PROMPT
Return every line below that contains the word "Target".

* * * *

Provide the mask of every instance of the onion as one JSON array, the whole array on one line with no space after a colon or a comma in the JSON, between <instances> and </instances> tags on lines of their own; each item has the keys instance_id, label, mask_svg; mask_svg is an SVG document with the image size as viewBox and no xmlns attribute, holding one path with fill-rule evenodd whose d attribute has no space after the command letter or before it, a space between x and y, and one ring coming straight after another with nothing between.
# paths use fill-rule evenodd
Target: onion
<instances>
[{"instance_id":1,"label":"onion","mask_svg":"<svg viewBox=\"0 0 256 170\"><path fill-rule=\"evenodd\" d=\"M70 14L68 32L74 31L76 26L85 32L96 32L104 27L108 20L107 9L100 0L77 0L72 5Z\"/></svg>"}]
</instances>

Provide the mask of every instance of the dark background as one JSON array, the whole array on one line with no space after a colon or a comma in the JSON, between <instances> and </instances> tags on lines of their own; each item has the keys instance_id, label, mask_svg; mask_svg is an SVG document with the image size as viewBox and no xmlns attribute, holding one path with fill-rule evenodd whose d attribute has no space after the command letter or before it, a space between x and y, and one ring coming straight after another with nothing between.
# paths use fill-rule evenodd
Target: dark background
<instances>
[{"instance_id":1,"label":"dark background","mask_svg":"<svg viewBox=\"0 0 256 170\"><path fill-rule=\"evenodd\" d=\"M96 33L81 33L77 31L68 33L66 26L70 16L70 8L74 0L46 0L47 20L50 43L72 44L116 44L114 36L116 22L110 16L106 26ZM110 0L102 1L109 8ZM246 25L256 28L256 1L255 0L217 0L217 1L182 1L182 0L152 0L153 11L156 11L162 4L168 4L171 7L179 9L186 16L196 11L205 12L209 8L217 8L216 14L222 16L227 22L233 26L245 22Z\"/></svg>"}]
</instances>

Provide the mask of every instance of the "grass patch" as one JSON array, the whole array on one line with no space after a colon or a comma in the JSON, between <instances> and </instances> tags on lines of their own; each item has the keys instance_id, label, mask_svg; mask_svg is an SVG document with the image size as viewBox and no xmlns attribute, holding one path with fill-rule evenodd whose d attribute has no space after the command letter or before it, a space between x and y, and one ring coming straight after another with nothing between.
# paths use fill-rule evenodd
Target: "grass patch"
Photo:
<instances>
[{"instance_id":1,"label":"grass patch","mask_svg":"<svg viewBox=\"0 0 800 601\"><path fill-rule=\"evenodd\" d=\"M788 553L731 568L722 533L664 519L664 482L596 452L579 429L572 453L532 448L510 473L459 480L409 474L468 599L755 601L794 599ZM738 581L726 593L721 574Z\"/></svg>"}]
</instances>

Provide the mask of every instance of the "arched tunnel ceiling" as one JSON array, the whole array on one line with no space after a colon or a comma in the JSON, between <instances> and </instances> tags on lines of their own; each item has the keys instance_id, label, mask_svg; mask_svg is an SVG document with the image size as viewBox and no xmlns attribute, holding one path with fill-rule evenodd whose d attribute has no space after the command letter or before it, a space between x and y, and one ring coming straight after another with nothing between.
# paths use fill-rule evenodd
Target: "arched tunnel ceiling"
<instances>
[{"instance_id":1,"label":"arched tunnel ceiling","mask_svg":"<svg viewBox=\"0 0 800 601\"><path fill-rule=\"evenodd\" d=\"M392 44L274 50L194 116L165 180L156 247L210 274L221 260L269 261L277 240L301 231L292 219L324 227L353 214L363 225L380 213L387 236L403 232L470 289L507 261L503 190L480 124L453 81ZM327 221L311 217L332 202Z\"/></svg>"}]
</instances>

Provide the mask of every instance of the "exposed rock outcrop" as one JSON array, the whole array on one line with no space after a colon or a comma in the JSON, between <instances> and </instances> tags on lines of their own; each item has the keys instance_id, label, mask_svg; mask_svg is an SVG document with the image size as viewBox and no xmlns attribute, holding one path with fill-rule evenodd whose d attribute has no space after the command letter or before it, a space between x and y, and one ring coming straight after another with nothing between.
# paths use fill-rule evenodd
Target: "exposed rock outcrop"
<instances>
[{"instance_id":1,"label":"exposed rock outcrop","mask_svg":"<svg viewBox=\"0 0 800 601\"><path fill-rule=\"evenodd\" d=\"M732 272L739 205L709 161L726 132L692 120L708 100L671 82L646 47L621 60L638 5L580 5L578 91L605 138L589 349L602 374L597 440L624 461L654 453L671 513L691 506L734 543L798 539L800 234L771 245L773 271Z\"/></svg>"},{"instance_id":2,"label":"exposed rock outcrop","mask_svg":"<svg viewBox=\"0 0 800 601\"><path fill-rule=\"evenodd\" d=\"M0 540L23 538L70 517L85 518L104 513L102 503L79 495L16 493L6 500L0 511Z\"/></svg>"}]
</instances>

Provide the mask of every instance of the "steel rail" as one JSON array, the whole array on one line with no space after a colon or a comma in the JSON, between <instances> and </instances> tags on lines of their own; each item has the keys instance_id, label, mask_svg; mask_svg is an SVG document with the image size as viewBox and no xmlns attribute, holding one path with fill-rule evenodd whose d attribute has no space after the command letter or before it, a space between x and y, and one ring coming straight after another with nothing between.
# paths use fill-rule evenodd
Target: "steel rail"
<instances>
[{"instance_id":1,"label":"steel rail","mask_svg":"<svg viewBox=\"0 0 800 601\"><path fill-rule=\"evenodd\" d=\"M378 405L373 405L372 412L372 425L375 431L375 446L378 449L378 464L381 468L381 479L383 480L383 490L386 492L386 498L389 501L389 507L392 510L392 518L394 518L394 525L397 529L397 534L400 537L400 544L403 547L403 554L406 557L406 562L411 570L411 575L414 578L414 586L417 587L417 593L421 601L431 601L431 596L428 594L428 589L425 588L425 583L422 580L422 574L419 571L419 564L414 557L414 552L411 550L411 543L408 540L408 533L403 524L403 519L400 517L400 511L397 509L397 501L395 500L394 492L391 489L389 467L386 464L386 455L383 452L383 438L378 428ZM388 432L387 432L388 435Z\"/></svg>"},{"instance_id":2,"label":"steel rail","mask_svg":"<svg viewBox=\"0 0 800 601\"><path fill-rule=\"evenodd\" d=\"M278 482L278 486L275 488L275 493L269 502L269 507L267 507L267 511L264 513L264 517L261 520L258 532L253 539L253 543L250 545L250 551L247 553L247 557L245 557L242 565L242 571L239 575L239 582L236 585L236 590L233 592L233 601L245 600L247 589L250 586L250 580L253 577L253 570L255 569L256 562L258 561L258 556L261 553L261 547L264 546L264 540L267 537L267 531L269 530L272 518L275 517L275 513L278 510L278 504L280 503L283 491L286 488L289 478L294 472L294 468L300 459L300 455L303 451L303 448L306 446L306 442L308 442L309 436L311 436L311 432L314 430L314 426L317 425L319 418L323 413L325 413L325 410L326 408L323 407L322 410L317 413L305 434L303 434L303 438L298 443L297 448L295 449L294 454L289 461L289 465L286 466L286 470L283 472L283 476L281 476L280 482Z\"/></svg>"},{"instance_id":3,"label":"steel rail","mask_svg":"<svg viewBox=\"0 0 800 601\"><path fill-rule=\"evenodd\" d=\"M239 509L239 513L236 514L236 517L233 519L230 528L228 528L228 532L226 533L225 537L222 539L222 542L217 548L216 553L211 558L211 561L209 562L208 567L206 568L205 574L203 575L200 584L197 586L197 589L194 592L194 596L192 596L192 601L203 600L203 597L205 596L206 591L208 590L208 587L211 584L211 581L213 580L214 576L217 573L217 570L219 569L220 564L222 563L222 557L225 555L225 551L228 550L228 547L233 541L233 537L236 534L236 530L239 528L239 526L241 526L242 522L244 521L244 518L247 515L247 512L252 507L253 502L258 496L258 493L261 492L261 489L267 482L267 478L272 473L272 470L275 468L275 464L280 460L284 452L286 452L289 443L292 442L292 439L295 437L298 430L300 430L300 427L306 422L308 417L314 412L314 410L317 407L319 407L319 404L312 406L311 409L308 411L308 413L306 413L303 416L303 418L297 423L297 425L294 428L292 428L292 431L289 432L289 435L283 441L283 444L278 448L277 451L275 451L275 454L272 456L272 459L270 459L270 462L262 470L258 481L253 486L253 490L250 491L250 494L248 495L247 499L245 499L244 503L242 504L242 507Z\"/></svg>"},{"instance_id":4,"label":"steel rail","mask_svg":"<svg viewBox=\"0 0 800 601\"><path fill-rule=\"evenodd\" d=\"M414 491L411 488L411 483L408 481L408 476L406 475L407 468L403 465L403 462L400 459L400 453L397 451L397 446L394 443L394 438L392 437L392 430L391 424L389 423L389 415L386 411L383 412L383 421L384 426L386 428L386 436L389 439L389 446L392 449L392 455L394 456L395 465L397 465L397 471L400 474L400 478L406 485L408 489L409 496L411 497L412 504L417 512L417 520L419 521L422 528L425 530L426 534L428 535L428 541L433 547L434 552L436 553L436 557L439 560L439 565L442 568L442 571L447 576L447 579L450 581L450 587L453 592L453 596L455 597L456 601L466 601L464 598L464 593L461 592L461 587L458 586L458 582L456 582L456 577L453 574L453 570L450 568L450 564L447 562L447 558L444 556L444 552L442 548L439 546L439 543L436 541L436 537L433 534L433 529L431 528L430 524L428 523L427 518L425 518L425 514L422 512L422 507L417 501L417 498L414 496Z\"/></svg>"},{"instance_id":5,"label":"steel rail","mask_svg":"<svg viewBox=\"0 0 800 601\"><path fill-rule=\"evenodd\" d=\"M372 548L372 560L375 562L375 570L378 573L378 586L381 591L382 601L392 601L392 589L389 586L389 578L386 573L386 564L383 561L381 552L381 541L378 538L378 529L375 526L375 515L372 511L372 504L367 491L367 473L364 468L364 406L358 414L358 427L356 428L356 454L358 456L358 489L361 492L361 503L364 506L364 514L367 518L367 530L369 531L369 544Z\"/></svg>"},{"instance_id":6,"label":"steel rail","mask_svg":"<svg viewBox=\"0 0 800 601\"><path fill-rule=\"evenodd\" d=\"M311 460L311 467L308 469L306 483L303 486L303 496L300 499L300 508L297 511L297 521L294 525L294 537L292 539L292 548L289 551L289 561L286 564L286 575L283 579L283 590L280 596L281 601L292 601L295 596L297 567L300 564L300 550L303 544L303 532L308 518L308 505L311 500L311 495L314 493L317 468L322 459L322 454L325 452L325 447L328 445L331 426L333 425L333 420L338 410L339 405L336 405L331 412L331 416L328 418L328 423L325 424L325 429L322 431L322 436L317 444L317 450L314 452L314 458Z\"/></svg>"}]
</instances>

* * * *

COMPLETE RESPONSE
Target: onion
Target: dark background
Target: "grass patch"
Target: "arched tunnel ceiling"
Target: "exposed rock outcrop"
Target: "steel rail"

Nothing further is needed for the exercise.